Data for this task:
__________
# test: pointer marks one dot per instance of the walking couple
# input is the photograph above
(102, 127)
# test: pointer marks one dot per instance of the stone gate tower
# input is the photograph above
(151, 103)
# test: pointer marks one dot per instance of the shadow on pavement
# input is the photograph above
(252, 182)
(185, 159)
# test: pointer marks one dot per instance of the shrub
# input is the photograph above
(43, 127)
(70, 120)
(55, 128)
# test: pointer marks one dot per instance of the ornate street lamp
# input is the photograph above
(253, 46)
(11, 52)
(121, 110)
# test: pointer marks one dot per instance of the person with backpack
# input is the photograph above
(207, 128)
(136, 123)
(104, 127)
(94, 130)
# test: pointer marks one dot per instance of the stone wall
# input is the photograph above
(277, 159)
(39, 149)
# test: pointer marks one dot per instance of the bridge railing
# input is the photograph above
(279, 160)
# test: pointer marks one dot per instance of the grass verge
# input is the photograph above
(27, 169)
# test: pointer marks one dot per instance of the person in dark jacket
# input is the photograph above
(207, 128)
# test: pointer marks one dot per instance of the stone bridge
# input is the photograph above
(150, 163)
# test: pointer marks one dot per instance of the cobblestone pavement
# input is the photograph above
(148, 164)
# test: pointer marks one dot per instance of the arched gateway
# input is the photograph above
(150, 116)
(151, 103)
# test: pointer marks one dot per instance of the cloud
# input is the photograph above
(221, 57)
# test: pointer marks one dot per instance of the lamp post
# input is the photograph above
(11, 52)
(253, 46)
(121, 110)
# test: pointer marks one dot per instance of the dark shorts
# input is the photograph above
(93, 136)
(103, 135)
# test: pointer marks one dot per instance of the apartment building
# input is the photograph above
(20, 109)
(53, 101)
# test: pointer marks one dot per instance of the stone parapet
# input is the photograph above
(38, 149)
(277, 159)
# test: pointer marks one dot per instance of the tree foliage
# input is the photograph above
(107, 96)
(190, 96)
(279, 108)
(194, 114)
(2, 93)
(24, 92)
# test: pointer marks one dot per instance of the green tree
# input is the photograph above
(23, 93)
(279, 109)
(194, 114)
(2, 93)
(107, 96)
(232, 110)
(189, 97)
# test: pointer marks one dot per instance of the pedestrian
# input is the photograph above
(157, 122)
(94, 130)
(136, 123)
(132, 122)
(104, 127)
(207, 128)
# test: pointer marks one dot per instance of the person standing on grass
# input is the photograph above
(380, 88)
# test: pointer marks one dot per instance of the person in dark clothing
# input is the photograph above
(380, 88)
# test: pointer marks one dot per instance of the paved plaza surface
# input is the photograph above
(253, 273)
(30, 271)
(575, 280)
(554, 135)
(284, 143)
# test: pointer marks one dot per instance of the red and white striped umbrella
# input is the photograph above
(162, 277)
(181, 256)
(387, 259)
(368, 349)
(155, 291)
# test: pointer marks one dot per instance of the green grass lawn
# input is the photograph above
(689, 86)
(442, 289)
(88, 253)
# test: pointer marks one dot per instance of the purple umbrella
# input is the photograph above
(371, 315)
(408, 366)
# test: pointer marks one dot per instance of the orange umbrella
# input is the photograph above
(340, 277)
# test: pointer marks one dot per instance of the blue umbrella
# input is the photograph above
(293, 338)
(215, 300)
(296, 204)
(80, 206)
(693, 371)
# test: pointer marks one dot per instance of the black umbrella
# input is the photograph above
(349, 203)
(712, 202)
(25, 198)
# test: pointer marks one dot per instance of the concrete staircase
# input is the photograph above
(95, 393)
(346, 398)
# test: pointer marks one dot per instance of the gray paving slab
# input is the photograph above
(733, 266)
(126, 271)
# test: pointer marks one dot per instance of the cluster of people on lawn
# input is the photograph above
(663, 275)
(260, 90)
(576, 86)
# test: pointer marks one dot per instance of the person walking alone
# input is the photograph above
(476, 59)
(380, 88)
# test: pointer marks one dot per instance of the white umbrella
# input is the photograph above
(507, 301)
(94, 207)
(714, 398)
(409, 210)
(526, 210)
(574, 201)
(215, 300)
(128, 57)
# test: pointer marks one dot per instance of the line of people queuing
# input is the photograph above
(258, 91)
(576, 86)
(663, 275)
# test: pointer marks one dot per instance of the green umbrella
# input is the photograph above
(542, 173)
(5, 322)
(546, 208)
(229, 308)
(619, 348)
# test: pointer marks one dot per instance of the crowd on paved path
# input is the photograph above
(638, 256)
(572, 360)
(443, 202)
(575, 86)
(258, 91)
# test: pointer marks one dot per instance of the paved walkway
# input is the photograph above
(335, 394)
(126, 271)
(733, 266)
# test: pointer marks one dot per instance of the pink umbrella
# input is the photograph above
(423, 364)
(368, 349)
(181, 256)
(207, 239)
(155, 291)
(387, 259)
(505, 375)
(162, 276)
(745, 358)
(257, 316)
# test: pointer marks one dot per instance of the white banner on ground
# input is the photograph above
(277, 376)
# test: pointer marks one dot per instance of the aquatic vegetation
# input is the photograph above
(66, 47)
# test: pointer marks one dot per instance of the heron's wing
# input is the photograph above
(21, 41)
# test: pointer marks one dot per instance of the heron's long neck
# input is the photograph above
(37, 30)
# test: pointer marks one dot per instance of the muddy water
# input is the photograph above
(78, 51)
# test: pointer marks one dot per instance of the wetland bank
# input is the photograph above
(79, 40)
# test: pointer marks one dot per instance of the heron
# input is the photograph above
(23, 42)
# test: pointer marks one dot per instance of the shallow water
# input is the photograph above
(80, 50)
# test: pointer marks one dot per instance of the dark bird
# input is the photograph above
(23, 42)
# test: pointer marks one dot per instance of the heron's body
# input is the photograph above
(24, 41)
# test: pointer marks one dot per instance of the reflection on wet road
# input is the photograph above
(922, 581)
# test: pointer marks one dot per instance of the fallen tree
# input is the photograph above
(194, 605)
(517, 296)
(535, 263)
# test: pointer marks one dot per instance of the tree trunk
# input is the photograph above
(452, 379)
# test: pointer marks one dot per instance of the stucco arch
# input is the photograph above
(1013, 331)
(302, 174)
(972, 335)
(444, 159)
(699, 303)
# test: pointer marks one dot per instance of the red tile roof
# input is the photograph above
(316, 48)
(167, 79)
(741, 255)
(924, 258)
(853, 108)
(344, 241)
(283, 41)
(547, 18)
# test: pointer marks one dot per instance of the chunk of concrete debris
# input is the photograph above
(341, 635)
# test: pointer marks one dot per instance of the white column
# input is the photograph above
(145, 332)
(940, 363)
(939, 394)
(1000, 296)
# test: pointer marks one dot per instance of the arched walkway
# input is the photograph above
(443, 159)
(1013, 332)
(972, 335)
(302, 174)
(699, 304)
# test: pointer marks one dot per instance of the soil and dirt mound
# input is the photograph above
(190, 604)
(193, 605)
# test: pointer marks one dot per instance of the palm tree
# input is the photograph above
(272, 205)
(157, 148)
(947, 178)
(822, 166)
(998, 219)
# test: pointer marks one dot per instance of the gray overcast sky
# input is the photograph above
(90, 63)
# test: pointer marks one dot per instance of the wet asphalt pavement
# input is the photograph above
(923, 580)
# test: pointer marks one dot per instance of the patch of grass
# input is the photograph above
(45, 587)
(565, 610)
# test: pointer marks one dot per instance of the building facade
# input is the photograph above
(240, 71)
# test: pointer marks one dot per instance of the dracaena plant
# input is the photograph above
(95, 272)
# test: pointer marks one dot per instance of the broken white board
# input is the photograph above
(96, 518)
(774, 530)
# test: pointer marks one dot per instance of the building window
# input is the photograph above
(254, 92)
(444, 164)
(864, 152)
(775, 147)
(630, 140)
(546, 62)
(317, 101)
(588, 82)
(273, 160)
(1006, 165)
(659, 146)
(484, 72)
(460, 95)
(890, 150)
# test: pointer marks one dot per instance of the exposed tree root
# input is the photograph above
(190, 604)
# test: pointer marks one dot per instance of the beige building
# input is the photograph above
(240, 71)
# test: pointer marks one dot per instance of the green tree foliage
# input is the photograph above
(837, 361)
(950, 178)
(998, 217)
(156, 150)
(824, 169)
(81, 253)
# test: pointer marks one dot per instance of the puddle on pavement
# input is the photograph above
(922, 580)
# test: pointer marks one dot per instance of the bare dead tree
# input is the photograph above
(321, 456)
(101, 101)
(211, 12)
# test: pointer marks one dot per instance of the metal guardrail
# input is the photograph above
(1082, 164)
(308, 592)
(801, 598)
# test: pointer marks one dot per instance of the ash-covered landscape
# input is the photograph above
__________
Your goal: Find the word "building" in the data and copy out each line where it turns up.

Answer space:
# test: pointer marks one dot per instance of the apartment building
# test: pointer marks one dot per instance of the building facade
# test: pointer marks one dot per instance of the building window
# test: pointer marks one dot per instance of the beige building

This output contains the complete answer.